* Your objective *
Lines with the word "leaf" are the answer; copy each of them from the data below.

* Material supplied *
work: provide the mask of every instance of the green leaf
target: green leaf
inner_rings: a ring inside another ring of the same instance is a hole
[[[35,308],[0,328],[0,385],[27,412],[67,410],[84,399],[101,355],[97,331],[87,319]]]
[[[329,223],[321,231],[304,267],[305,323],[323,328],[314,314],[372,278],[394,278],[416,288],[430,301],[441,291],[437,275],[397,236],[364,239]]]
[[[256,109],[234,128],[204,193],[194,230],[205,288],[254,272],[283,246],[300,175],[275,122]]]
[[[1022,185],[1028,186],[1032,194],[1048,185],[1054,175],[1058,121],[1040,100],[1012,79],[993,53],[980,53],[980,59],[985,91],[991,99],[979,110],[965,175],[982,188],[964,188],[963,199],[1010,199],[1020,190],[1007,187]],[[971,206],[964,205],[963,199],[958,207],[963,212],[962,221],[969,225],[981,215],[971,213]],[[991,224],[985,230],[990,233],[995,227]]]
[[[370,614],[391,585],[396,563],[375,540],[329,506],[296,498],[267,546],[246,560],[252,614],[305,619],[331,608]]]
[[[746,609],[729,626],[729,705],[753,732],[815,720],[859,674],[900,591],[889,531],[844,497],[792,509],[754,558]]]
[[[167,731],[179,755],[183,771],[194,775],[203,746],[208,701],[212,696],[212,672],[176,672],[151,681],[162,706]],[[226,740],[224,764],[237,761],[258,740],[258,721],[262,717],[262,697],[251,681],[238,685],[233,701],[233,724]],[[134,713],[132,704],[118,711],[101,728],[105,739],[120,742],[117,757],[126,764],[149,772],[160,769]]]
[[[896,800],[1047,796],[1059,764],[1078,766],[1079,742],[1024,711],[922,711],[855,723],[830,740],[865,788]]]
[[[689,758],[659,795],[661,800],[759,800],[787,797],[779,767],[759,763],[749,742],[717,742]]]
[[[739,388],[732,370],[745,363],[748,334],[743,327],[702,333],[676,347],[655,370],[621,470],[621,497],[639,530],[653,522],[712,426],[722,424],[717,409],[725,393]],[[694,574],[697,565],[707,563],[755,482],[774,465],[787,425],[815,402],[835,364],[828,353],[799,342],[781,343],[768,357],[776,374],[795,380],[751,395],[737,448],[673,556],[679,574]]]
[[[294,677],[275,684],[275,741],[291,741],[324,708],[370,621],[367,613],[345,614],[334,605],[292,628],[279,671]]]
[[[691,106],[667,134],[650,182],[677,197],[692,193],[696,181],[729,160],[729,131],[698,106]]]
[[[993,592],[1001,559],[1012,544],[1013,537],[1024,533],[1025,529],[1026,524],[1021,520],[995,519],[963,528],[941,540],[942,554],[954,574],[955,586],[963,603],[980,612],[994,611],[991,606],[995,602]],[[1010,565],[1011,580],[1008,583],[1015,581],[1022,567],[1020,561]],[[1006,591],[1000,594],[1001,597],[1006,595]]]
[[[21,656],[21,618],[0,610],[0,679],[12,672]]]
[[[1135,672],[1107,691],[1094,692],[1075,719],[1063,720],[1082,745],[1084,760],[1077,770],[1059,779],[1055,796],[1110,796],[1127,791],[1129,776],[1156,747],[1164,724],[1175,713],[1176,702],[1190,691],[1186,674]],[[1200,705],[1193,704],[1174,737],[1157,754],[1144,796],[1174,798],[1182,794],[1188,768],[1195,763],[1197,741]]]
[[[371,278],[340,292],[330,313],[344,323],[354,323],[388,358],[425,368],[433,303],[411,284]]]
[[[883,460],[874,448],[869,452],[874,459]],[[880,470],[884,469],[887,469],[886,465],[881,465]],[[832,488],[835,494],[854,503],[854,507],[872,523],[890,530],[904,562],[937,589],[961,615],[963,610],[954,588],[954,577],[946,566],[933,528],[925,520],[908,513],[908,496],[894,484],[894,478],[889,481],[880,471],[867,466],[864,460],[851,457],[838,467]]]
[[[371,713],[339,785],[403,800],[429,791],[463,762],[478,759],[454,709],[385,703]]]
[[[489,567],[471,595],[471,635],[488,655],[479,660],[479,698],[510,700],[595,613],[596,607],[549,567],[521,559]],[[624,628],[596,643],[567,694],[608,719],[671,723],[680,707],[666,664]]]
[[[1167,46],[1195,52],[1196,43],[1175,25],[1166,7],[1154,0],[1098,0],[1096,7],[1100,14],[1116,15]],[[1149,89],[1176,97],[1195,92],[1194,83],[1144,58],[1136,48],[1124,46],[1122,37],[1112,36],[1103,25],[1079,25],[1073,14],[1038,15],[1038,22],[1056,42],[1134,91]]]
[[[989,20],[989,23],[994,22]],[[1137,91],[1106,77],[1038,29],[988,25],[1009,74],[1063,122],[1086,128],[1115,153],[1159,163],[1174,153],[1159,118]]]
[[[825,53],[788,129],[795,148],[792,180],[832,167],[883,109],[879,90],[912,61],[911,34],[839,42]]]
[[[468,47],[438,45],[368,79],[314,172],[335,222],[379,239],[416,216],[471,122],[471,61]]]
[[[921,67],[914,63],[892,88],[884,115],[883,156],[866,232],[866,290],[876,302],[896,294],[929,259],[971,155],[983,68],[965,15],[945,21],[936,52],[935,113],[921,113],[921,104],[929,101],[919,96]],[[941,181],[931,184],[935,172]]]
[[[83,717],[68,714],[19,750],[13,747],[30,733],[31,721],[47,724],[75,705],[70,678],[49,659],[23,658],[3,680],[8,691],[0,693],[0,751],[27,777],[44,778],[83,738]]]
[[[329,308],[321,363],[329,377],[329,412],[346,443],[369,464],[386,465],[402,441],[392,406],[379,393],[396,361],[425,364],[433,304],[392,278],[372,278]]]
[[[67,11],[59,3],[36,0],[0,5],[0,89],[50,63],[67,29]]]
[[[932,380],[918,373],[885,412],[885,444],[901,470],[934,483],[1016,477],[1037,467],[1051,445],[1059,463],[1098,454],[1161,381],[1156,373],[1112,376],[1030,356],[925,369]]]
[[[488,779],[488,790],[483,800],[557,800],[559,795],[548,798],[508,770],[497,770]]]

* Answer for the task *
work: provide the mask of every instance of the green leaf
target: green leaf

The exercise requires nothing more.